◆ REQUIRED ACTION
Print the listing below exactly as written.

__________________________________________________

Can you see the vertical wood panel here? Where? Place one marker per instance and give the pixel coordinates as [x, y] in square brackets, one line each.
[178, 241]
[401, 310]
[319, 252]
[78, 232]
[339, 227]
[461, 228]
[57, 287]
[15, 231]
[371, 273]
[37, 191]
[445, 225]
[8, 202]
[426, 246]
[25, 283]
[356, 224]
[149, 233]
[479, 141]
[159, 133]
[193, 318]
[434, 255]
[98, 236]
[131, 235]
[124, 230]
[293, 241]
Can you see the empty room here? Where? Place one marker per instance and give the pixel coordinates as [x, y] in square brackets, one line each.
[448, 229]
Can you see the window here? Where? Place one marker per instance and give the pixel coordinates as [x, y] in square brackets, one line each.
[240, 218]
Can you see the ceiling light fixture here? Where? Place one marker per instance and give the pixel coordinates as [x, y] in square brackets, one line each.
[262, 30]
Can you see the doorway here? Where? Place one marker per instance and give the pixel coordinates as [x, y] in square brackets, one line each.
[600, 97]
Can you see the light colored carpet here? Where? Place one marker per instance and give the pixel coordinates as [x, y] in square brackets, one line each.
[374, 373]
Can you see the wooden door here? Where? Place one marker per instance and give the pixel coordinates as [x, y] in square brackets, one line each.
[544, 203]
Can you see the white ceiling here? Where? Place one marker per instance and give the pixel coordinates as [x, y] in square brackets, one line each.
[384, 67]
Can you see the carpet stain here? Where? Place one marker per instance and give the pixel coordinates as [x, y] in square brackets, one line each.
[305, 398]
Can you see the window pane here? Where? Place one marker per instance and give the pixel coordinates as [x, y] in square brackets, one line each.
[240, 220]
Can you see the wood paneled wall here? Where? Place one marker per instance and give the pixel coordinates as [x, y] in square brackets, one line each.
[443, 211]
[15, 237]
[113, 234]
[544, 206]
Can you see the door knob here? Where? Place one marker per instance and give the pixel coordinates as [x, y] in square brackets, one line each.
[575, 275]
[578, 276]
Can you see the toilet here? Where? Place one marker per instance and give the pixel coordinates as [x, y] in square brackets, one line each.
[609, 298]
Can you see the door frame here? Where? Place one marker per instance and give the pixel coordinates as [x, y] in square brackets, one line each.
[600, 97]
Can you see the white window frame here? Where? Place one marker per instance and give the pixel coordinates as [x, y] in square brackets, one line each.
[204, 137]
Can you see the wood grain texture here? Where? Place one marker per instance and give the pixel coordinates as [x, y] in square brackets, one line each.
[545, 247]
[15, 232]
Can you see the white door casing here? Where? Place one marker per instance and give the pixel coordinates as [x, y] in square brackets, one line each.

__________________________________________________

◆ ANSWER BOX
Can you see the vertical wood panel here? Where? Place one marker per instance and give the pixel coordinates as [x, y] in square brackets, one line each.
[178, 241]
[401, 310]
[319, 252]
[78, 232]
[339, 227]
[461, 228]
[57, 287]
[15, 231]
[371, 273]
[37, 191]
[445, 225]
[8, 202]
[426, 246]
[25, 283]
[356, 224]
[149, 233]
[479, 141]
[159, 133]
[193, 318]
[434, 255]
[98, 236]
[131, 235]
[124, 230]
[293, 241]
Can you see the empty room here? Where? Place one marker per instance and give the pixel coordinates as [x, y] in square brackets, one line each.
[448, 229]
Can you see the window here? Where? Place one marker per instance and give the pixel coordinates as [x, y] in square brackets, one line each.
[240, 218]
Can you see the ceiling light fixture here? Where? Place one marker per instance and give the pixel coordinates as [x, y] in square brackets, one line each.
[262, 30]
Can you see the doorway here? Where? Place one marker per instance and give the pixel coordinates as [x, y] in square brackets, one line each.
[600, 97]
Can you see the light colored carpet here? Where? Place one marker per instance and give the pixel coordinates as [x, y] in square brackets, one line each.
[374, 373]
Can you see the wooden door here? Where? Place one marker per instance and give the pixel coordinates as [x, y] in square brackets, one line each.
[544, 203]
Can you see the white ceiling here? Where? Place one marker per instance and give the pixel coordinates as [x, y] in square brackets, one line each.
[384, 67]
Can you see the carpet stain here? Where? Place one marker per instance and give the pixel coordinates as [x, y] in square brackets, one line each.
[305, 398]
Can you see the window pane here? Where? Place one marker per instance and give the pixel coordinates as [x, y] in square brackets, one line each.
[240, 220]
Can you see the wood paneled wall here? Where? Place one marker per instance and give the pixel coordinates as [x, y] in square brackets, one line each.
[443, 211]
[15, 237]
[113, 234]
[544, 206]
Can you see the door knob here? Where? Place one marker per instance and give the pixel coordinates as [x, y] in square brackets, one line each.
[575, 275]
[578, 276]
Can you see the toilet here? Where? Place one marker per instance and give the pixel coordinates as [x, y] in square brackets, one line each.
[609, 298]
Can you see the door frame here? Where? Place one marker per instance and give the pixel coordinates as [x, y] in square brackets, one line each.
[600, 97]
Can you see the white window frame here? Where? Place one marker per instance and give the pixel coordinates as [x, y] in square brackets, one line each.
[204, 137]
Can you see the wood grain texture here? Where? Place one marker per instance and give the pixel coordinates as [x, y] in square brackets, one line each.
[545, 247]
[15, 232]
Can you see the white door casing here? Where? Place one marker per instance and give the pixel coordinates as [x, y] in square brackets, one line each.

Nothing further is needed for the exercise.